STATED EXERCISE 1:
Answer these questions from the passage on GDDR5's limits:
(a) What per-pin data rate does GDDR5 reach?
(b) For about how long has GDDR5 been used on the high end?
(c) In what year was Eric Demers asked about what comes after GDDR5?

DOCUMENT EXCERPT:
=-=-=
History: Where GDDR5 Reaches Its Limits

To really understand HBM we’d have to go all the way back to the first computer memory interfaces, but in the interest of expediency and sanity, we’ll condense that lesson down to the following. The history of computer and memory interfaces is a consistent cycle of moving between wide parallel interfaces and fast serial interfaces. Serial ports and parallel ports, USB 2.0 and USB 3.1 (Type-C), SDRAM and RDRAM, there is a continual process of developing faster interfaces, then developing wider interfaces, and switching back and forth between them as conditions call for.

So far in the race for PC memory, the pendulum has swung far in the direction of serial interfaces. Though 4 generations of GDDR, memory designers have continued to ramp up clockspeeds in order to increase available memory bandwidth, culminating in GDDR5 and its blistering 7Gbps+ per pin data rate. GDDR5 in turn has been with us on the high-end for almost 7 years now, longer than any previous memory technology, and in the process has gone farther and faster than initially planned.

But in the cycle of interfaces, the pendulum has finally reached its apex for serial interfaces when it comes to GDDR5. Back in 2011 at an AMD video card launch I asked then-graphics CTO Eric Demers about what happens after GDDR5, and while he expected GDDR5 to continue on for some time, it was also clear that GDDR5 was approaching its limits. High speed buses bring with them a number of engineering challenges, and while there is still headroom left on the table to do even better, the question arises of whether it’s worth it.
=-=-=
EXERCISE MATERIAL:
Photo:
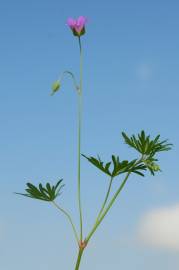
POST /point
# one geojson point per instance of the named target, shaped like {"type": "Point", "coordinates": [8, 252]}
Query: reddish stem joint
{"type": "Point", "coordinates": [82, 244]}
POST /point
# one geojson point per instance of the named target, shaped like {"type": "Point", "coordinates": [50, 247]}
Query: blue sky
{"type": "Point", "coordinates": [131, 63]}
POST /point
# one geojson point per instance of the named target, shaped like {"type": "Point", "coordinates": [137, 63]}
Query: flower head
{"type": "Point", "coordinates": [77, 26]}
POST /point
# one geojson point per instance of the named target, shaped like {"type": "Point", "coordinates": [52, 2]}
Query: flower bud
{"type": "Point", "coordinates": [77, 26]}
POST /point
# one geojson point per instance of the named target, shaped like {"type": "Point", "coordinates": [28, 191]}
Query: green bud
{"type": "Point", "coordinates": [55, 87]}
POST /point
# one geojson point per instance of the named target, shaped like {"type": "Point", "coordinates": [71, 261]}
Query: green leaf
{"type": "Point", "coordinates": [45, 193]}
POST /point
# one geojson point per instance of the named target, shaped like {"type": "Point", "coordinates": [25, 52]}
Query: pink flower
{"type": "Point", "coordinates": [77, 26]}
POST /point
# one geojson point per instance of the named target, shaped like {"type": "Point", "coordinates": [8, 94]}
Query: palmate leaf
{"type": "Point", "coordinates": [146, 146]}
{"type": "Point", "coordinates": [119, 167]}
{"type": "Point", "coordinates": [104, 167]}
{"type": "Point", "coordinates": [44, 193]}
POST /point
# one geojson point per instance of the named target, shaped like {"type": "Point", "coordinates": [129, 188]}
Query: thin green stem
{"type": "Point", "coordinates": [69, 219]}
{"type": "Point", "coordinates": [73, 78]}
{"type": "Point", "coordinates": [79, 141]}
{"type": "Point", "coordinates": [108, 207]}
{"type": "Point", "coordinates": [80, 253]}
{"type": "Point", "coordinates": [105, 200]}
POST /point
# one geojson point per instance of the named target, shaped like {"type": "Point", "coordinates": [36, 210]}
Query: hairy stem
{"type": "Point", "coordinates": [108, 207]}
{"type": "Point", "coordinates": [80, 253]}
{"type": "Point", "coordinates": [69, 219]}
{"type": "Point", "coordinates": [105, 200]}
{"type": "Point", "coordinates": [73, 78]}
{"type": "Point", "coordinates": [79, 142]}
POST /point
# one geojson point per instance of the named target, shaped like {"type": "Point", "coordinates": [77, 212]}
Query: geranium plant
{"type": "Point", "coordinates": [146, 148]}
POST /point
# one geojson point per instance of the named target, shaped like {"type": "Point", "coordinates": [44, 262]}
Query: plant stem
{"type": "Point", "coordinates": [79, 259]}
{"type": "Point", "coordinates": [108, 207]}
{"type": "Point", "coordinates": [106, 198]}
{"type": "Point", "coordinates": [79, 142]}
{"type": "Point", "coordinates": [69, 219]}
{"type": "Point", "coordinates": [72, 76]}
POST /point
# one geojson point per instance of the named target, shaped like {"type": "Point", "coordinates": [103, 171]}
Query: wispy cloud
{"type": "Point", "coordinates": [160, 228]}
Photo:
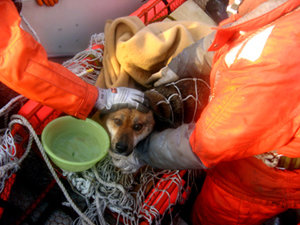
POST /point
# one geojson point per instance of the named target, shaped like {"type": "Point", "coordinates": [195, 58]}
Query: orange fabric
{"type": "Point", "coordinates": [255, 105]}
{"type": "Point", "coordinates": [212, 208]}
{"type": "Point", "coordinates": [24, 67]}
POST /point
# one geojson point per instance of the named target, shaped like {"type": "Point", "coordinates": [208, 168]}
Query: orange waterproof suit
{"type": "Point", "coordinates": [24, 67]}
{"type": "Point", "coordinates": [254, 108]}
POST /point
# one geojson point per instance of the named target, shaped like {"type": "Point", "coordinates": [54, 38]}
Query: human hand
{"type": "Point", "coordinates": [164, 76]}
{"type": "Point", "coordinates": [127, 164]}
{"type": "Point", "coordinates": [121, 97]}
{"type": "Point", "coordinates": [46, 2]}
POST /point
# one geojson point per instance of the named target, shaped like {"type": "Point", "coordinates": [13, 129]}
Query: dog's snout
{"type": "Point", "coordinates": [121, 147]}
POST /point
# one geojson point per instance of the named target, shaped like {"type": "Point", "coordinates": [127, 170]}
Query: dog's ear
{"type": "Point", "coordinates": [99, 117]}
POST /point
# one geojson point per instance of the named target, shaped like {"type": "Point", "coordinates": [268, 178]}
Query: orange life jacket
{"type": "Point", "coordinates": [24, 67]}
{"type": "Point", "coordinates": [255, 104]}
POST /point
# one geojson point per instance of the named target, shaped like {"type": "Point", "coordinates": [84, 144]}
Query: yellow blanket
{"type": "Point", "coordinates": [133, 51]}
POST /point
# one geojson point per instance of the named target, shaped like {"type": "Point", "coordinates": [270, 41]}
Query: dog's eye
{"type": "Point", "coordinates": [118, 121]}
{"type": "Point", "coordinates": [137, 127]}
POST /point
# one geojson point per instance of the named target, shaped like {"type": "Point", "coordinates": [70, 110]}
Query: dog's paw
{"type": "Point", "coordinates": [127, 164]}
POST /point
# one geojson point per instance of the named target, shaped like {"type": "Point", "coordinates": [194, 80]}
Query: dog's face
{"type": "Point", "coordinates": [126, 128]}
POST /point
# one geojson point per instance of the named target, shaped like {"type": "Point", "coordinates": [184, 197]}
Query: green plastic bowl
{"type": "Point", "coordinates": [75, 145]}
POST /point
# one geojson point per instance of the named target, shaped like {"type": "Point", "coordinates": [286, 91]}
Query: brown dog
{"type": "Point", "coordinates": [126, 128]}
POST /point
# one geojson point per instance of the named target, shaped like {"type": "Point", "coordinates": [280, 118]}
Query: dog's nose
{"type": "Point", "coordinates": [121, 147]}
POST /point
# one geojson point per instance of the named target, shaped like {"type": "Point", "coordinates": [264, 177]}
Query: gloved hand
{"type": "Point", "coordinates": [193, 62]}
{"type": "Point", "coordinates": [121, 97]}
{"type": "Point", "coordinates": [46, 2]}
{"type": "Point", "coordinates": [169, 149]}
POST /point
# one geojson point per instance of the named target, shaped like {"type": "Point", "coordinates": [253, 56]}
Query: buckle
{"type": "Point", "coordinates": [286, 163]}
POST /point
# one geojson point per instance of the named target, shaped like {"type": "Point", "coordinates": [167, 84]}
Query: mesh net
{"type": "Point", "coordinates": [117, 198]}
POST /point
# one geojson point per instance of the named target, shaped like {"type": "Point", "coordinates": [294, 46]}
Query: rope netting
{"type": "Point", "coordinates": [111, 196]}
{"type": "Point", "coordinates": [130, 198]}
{"type": "Point", "coordinates": [9, 163]}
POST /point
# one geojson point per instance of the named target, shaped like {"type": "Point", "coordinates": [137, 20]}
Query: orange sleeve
{"type": "Point", "coordinates": [24, 67]}
{"type": "Point", "coordinates": [255, 102]}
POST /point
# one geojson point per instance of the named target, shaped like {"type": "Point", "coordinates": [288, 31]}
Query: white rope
{"type": "Point", "coordinates": [18, 119]}
{"type": "Point", "coordinates": [9, 163]}
{"type": "Point", "coordinates": [110, 189]}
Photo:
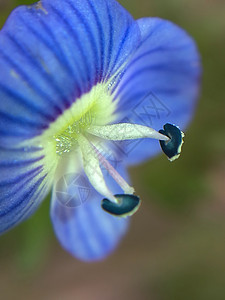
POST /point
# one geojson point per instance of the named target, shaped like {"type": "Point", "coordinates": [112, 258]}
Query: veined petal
{"type": "Point", "coordinates": [160, 85]}
{"type": "Point", "coordinates": [80, 224]}
{"type": "Point", "coordinates": [52, 53]}
{"type": "Point", "coordinates": [25, 180]}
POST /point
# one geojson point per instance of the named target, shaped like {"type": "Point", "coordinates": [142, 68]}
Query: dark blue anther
{"type": "Point", "coordinates": [172, 148]}
{"type": "Point", "coordinates": [127, 205]}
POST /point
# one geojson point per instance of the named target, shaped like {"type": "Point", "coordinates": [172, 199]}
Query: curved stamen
{"type": "Point", "coordinates": [92, 168]}
{"type": "Point", "coordinates": [126, 131]}
{"type": "Point", "coordinates": [115, 175]}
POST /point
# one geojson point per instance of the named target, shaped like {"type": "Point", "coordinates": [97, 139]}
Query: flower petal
{"type": "Point", "coordinates": [160, 85]}
{"type": "Point", "coordinates": [83, 228]}
{"type": "Point", "coordinates": [53, 52]}
{"type": "Point", "coordinates": [25, 181]}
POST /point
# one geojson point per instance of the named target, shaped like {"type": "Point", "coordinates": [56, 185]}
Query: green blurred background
{"type": "Point", "coordinates": [175, 248]}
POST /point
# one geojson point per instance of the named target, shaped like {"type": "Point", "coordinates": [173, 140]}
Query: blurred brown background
{"type": "Point", "coordinates": [175, 249]}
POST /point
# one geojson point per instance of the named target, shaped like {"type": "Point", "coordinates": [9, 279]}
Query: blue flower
{"type": "Point", "coordinates": [77, 79]}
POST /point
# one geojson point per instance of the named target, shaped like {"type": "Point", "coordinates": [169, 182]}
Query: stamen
{"type": "Point", "coordinates": [172, 148]}
{"type": "Point", "coordinates": [92, 168]}
{"type": "Point", "coordinates": [126, 131]}
{"type": "Point", "coordinates": [115, 175]}
{"type": "Point", "coordinates": [127, 206]}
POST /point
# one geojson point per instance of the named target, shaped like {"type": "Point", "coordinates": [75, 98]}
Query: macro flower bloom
{"type": "Point", "coordinates": [75, 77]}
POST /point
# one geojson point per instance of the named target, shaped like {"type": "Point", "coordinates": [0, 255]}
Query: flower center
{"type": "Point", "coordinates": [81, 127]}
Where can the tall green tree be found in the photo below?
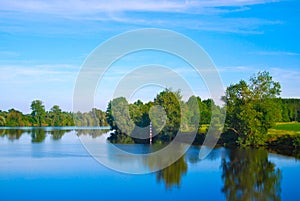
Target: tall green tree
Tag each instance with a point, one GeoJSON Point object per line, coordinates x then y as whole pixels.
{"type": "Point", "coordinates": [2, 121]}
{"type": "Point", "coordinates": [252, 108]}
{"type": "Point", "coordinates": [38, 112]}
{"type": "Point", "coordinates": [56, 116]}
{"type": "Point", "coordinates": [170, 101]}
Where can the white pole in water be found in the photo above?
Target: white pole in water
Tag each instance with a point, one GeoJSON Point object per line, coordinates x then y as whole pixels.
{"type": "Point", "coordinates": [150, 132]}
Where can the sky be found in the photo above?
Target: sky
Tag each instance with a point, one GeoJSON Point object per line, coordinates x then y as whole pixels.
{"type": "Point", "coordinates": [43, 44]}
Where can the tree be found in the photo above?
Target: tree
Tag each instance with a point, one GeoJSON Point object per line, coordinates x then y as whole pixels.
{"type": "Point", "coordinates": [252, 108]}
{"type": "Point", "coordinates": [56, 116]}
{"type": "Point", "coordinates": [38, 112]}
{"type": "Point", "coordinates": [170, 102]}
{"type": "Point", "coordinates": [2, 121]}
=-=-=
STATED EXERCISE 2:
Extract from the records, word for word, the lines from the one containing "Where can the sky" through the last line of the records, including both ends.

CORRECT OUTPUT 1:
(a) 7Gbps+ per pin
(b) Almost 7 years
(c) 2011

CORRECT OUTPUT 2:
Where can the sky be found in the photo above?
Target: sky
Tag each instance with a point, one GeoJSON Point object per line, coordinates x then y as whole pixels.
{"type": "Point", "coordinates": [43, 44]}
Where can the tree be found in the photo above?
Target: tree
Tag each instance with a point, one GeoJSON Point object per line, coordinates x then y as whole pixels.
{"type": "Point", "coordinates": [252, 108]}
{"type": "Point", "coordinates": [56, 116]}
{"type": "Point", "coordinates": [38, 112]}
{"type": "Point", "coordinates": [170, 102]}
{"type": "Point", "coordinates": [2, 121]}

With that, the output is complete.